■ TEXTE FOURNI ■
==============================

Présence à Sedan du Bombardement français le 14 mai 1940 : 9 Breguet 693 (modernes) à l'aube, 5 LeO 45 (modernes) à mi-journée, 16 Amiot 143 (obsolètes) à mi-journée et 6 Farman 222 (obsolètes) la nuit tombante
Au lieu des 170 bombardiers équipés d'avions modernes de notre plan de bataille, cette mission ne sera effectuée que par 14 bombardiers modernes, mal complétés par 22 anciens bombardiers réservés aux opérations de nuit. Mais le plus surprenant de cette situation est qu'à la suite d'une fausse information lancée par le IIème Bureau de la IIème Armée d'Hutzinger (colonel Lacaille) affirmant que le pont de bateaux à Sedan est détruit, l'État-Major décide de modifier l'objectif initial au tout dernier moment pour les GB12 (5 Léo45) et GB 34 (16 Amiot 143) et désigne comme objectif la zone d'attente au delà de la Meuse des 10 Panzers du général Gudérian. Les chefs de corps vont en effet décrypter les télégrammes suivant :
Télégrammes à Trinité (pseudo du lieutenant-colonel Aribaud du GB38), Tripoli (pseudo du colonel François du GB34) et Songe (pseudo du colonel Lefort du GB12) : Texte du premier à 9h45 : "Exécuter mission prévue sur la Meuse de Sedan. Ponts de bateaux sur la Meuse démolis. Insister sur la zone Sedan,Givonne, Bazeille et la Meuse. Passez à 12h15 sur le terrain de la Fère-Courbe. Texte du second à 10h50 : "Opération prévue limitée au nord de la Meuse. Nous tenons le village de Pont-Maugis"

==============================

■ CONSIGNE 1 ■
Relevez chaque ligne des enregistrements ci-dessous qui contient le mot "foliage". Tenez compte des majuscules et des minuscules.

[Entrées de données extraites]
==============================

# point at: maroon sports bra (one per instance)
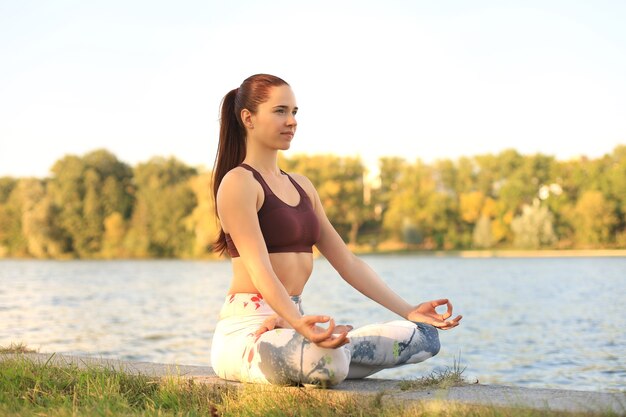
(285, 228)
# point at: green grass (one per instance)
(28, 388)
(438, 379)
(16, 348)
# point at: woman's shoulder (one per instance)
(237, 178)
(304, 182)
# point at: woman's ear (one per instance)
(246, 118)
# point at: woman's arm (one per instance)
(237, 209)
(363, 278)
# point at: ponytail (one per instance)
(231, 150)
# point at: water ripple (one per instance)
(531, 322)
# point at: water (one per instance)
(555, 322)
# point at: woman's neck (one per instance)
(264, 162)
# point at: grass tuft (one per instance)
(31, 388)
(16, 348)
(439, 379)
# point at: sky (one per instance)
(410, 78)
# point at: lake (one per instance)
(533, 322)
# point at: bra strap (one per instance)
(257, 176)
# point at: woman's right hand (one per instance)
(322, 337)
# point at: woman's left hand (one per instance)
(426, 313)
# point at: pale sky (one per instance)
(412, 78)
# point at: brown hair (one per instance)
(231, 149)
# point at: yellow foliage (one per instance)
(471, 206)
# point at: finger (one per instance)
(440, 302)
(343, 328)
(326, 334)
(448, 312)
(316, 319)
(451, 323)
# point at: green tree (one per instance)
(164, 201)
(594, 218)
(202, 221)
(533, 227)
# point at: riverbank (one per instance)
(503, 253)
(369, 396)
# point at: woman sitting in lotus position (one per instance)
(270, 221)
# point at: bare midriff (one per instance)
(293, 271)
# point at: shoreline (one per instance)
(386, 390)
(505, 253)
(465, 253)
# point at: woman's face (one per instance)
(274, 123)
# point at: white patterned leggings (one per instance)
(284, 357)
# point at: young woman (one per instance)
(270, 221)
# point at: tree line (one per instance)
(96, 206)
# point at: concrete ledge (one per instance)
(544, 399)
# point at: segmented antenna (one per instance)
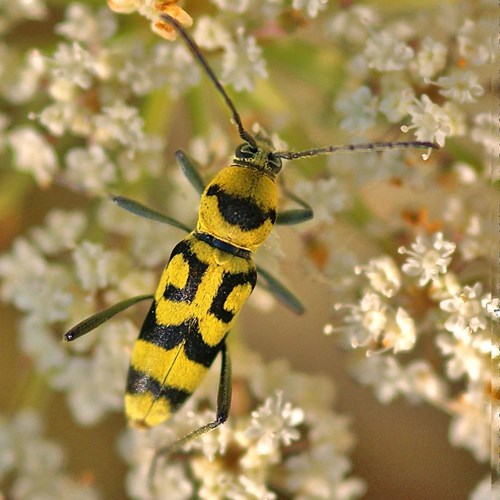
(371, 146)
(287, 155)
(195, 50)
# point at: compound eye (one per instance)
(274, 163)
(245, 151)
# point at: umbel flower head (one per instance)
(153, 10)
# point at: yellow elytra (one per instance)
(210, 274)
(206, 282)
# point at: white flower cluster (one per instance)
(457, 320)
(91, 106)
(290, 443)
(396, 67)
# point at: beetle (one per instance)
(210, 273)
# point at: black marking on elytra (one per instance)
(169, 336)
(165, 336)
(240, 211)
(229, 282)
(197, 269)
(196, 349)
(139, 382)
(223, 245)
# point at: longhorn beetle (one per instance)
(210, 274)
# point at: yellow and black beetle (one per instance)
(210, 274)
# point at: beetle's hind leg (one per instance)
(223, 406)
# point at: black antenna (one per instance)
(195, 50)
(371, 146)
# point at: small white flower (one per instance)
(32, 153)
(359, 109)
(431, 58)
(460, 86)
(366, 321)
(212, 34)
(274, 424)
(484, 131)
(397, 96)
(428, 257)
(464, 358)
(430, 121)
(400, 332)
(466, 312)
(385, 52)
(73, 63)
(383, 275)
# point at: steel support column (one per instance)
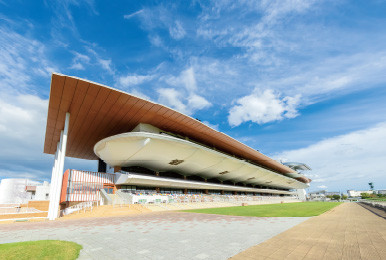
(57, 172)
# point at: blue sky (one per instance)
(298, 80)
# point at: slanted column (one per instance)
(57, 172)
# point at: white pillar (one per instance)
(57, 172)
(53, 182)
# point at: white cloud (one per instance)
(263, 107)
(347, 161)
(21, 59)
(129, 16)
(78, 60)
(132, 80)
(185, 100)
(186, 105)
(215, 127)
(105, 64)
(176, 31)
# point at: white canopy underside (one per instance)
(150, 181)
(160, 152)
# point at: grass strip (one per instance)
(42, 249)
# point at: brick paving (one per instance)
(164, 235)
(348, 231)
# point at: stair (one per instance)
(108, 211)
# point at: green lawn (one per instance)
(43, 249)
(376, 199)
(300, 209)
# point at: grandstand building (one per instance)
(144, 148)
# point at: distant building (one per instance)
(20, 191)
(332, 193)
(317, 195)
(357, 193)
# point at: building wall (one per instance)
(84, 186)
(42, 192)
(357, 193)
(13, 190)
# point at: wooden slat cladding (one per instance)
(98, 112)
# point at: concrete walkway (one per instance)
(348, 231)
(165, 235)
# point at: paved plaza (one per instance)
(348, 231)
(167, 235)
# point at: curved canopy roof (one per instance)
(99, 111)
(161, 152)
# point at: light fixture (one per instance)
(176, 162)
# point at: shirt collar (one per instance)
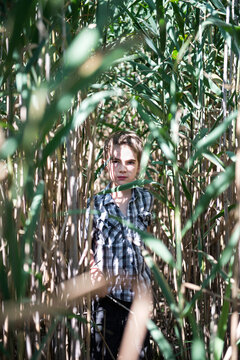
(108, 197)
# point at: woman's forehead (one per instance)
(123, 152)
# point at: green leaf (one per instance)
(87, 106)
(160, 339)
(15, 260)
(211, 138)
(219, 184)
(162, 283)
(219, 340)
(86, 40)
(198, 350)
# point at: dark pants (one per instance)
(109, 319)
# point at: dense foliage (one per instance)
(71, 73)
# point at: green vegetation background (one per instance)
(71, 73)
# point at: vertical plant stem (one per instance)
(235, 286)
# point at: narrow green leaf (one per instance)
(86, 40)
(9, 228)
(211, 138)
(161, 282)
(219, 184)
(5, 294)
(160, 339)
(219, 340)
(198, 350)
(214, 159)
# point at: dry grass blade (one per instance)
(71, 291)
(136, 329)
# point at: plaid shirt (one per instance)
(117, 249)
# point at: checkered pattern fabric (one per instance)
(117, 248)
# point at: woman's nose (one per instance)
(122, 167)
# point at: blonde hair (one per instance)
(123, 137)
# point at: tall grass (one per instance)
(72, 73)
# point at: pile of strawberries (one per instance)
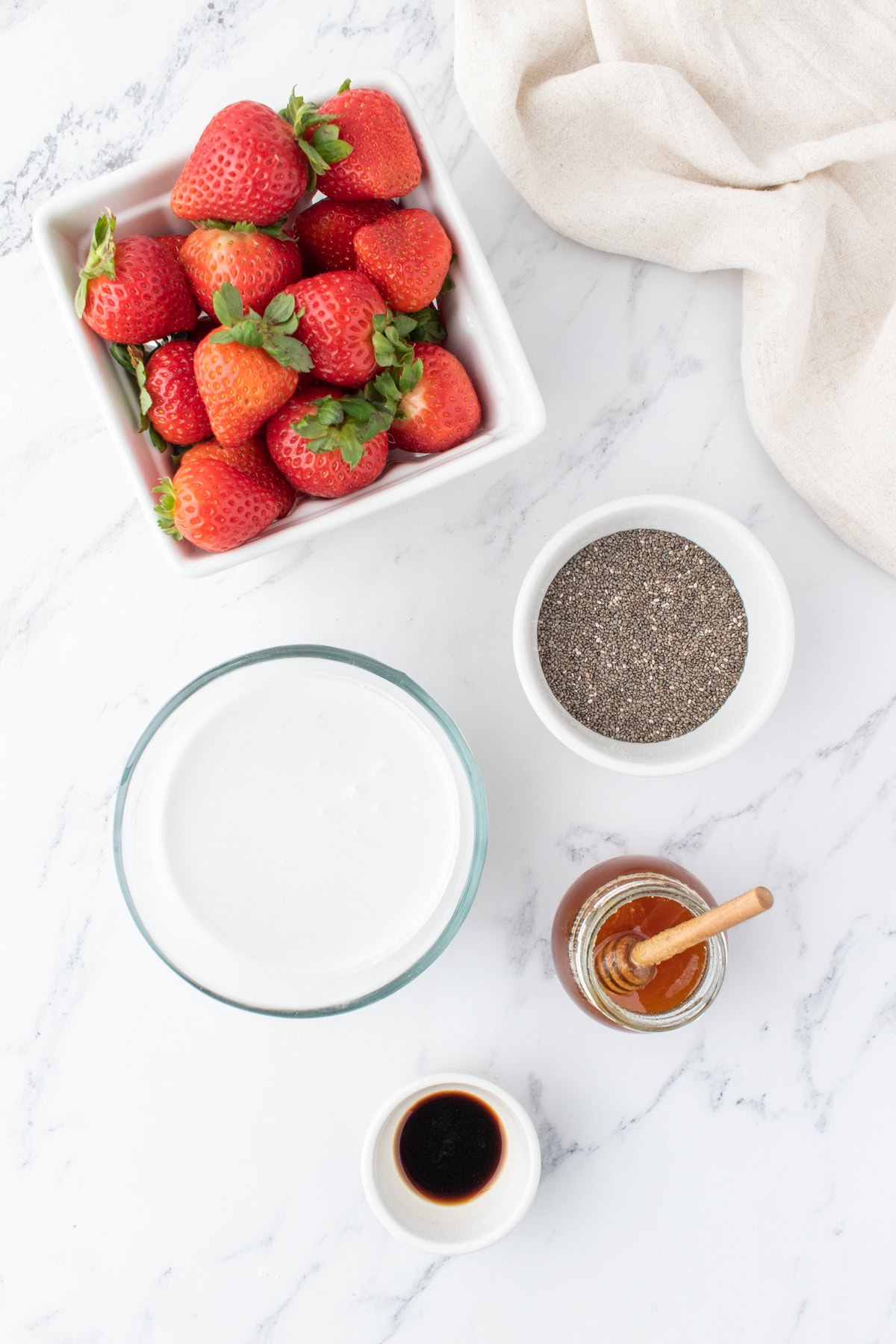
(282, 347)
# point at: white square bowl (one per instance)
(480, 334)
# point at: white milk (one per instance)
(312, 826)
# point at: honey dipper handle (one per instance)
(650, 952)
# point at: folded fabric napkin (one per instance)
(714, 134)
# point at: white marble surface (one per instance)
(172, 1169)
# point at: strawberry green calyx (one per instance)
(243, 228)
(132, 359)
(344, 423)
(428, 327)
(324, 147)
(166, 507)
(101, 258)
(390, 332)
(269, 332)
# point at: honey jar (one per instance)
(641, 895)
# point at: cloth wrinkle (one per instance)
(727, 136)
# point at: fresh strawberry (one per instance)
(250, 366)
(223, 497)
(252, 164)
(383, 161)
(169, 403)
(329, 443)
(408, 257)
(347, 327)
(132, 290)
(178, 411)
(327, 231)
(171, 242)
(438, 405)
(254, 262)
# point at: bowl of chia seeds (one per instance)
(653, 635)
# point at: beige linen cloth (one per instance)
(715, 134)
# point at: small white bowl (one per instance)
(770, 645)
(452, 1229)
(480, 334)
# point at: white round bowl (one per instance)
(770, 643)
(452, 1229)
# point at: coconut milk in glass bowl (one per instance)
(300, 831)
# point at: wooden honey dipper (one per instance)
(628, 961)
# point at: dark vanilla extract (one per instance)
(449, 1147)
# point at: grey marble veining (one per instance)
(172, 1169)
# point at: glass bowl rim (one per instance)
(331, 653)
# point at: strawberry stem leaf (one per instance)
(132, 359)
(344, 423)
(101, 258)
(324, 148)
(166, 507)
(428, 327)
(272, 332)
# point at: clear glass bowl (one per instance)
(184, 942)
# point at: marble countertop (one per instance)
(172, 1169)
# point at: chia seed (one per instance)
(642, 636)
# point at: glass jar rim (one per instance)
(585, 934)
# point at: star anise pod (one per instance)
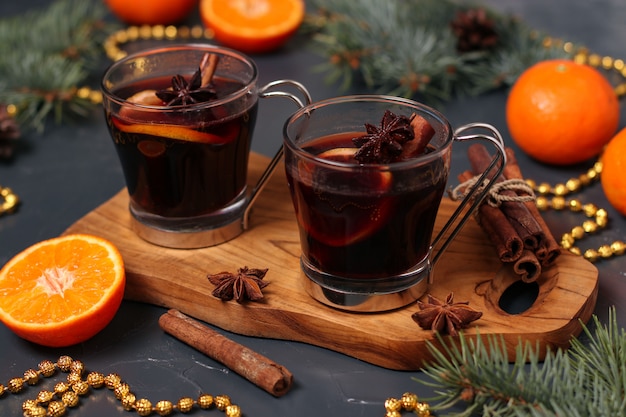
(184, 93)
(246, 284)
(382, 144)
(445, 317)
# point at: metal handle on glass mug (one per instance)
(478, 191)
(265, 92)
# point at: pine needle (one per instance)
(46, 54)
(475, 373)
(407, 48)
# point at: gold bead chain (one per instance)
(66, 394)
(408, 402)
(599, 218)
(8, 200)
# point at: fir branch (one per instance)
(588, 379)
(46, 54)
(407, 48)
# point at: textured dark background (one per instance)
(69, 170)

==============================

■ CONSIGNE 2 ■
Répondez à ces questions sur le texte fourni plus haut :
(a) Combien de Breguet 693 sont présents à Sedan à l'aube du 14 mai 1940 ?
(b) Combien de bombardiers modernes effectuent la mission au lieu des 170 prévus ?
(c) À quelle heure part le second télégramme ?

■ CORRIGÉ DÉTAILLÉ 1 ■
# point at: yellow foliage (one per instance)
# point at: dense foliage (one per instance)

■ CORRIGÉ DÉTAILLÉ 2 ■
(a) 9 Breguet 693.
(b) 14 bombardiers modernes.
(c) À 10h50.